* _Your instructions_: Please set down each line of the data again, unchanged.

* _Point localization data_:
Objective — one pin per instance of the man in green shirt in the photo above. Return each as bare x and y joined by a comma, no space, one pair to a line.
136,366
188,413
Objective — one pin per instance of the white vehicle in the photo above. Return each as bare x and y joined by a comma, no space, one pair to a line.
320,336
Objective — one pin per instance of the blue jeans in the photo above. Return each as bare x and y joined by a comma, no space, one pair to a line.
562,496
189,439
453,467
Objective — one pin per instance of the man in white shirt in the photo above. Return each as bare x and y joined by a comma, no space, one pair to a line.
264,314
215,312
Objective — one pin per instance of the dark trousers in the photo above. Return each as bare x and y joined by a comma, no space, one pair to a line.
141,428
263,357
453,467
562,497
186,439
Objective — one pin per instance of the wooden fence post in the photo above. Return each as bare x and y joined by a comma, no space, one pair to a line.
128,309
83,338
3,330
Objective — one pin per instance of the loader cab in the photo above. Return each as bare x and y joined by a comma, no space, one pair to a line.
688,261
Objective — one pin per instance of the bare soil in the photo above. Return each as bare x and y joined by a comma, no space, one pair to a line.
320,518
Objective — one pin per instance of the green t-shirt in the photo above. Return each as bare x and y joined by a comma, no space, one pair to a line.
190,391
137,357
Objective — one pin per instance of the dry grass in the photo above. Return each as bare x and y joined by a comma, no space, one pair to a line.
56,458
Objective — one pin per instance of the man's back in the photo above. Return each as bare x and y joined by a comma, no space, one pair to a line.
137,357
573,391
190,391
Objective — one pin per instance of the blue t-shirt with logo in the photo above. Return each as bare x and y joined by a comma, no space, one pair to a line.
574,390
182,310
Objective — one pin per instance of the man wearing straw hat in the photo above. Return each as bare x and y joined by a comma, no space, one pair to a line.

* _Answer section_:
Objective — one pin per instance of the man in green shirt in the photo above. Return each as bare x and y joined by a comma, no space, one pair to a line.
136,366
188,413
Objective — one pin per instance of the white vehicle in the photo above. Return each as bare x and y joined by a comma, no space, one pair to a line.
320,336
Objective — one pin per instance of the blue jeans in the photo above. Return each as bare x and y joined by a comma, no space, one pair to a line.
562,496
189,439
453,467
Objective — one pin per instance of the man in white shirt in the photo above. Return each as bare x and y joined by a comma, no space, one pair to a line.
264,314
215,312
Objective — one pin per instance of the dark trousers in the photo above. Return each as bare x and y joined by a comma, no space, one pair to a line.
141,428
263,357
453,467
562,497
186,439
Objective — one pin per instance of the wooden fence post in the photo above. Return each as bare x and y joined by a comma, no space, one pair to a line.
128,309
83,338
3,330
Objective — one pin per instance of the loader cab in the photo above. Return each as bare x and y joined by a comma, no space, one pair to a line.
688,261
Objective — one pin per instance of the bare soil in the photo above. Return each as bare x and y joined by a comma, no space, one pair to a line.
320,518
Objective — one pin per instance of the green t-shirt in the photo above. Return each as bare x and y joined by a comma, no space, one pair to a line.
190,391
137,357
Objective — one pin per instance of the dry grass in the photo above. Return each as bare x and y joined by a comma, no space, one pair to a line.
56,458
Objective — one pin per instance of the man's back in the photo above. Return each as bare x and y joined by a comma, no space, one pair to a line.
137,357
573,391
190,391
Objective — one pin per instance of the blue t-shirt with logo in the photo above. Return each as bare x and y joined by a comma, no space, one pair to a line.
574,390
182,310
Objective — one pin per instance of the man wearing straw hat in the photo above. Return each as bare x and y joined by a comma, no space, one pair to a line.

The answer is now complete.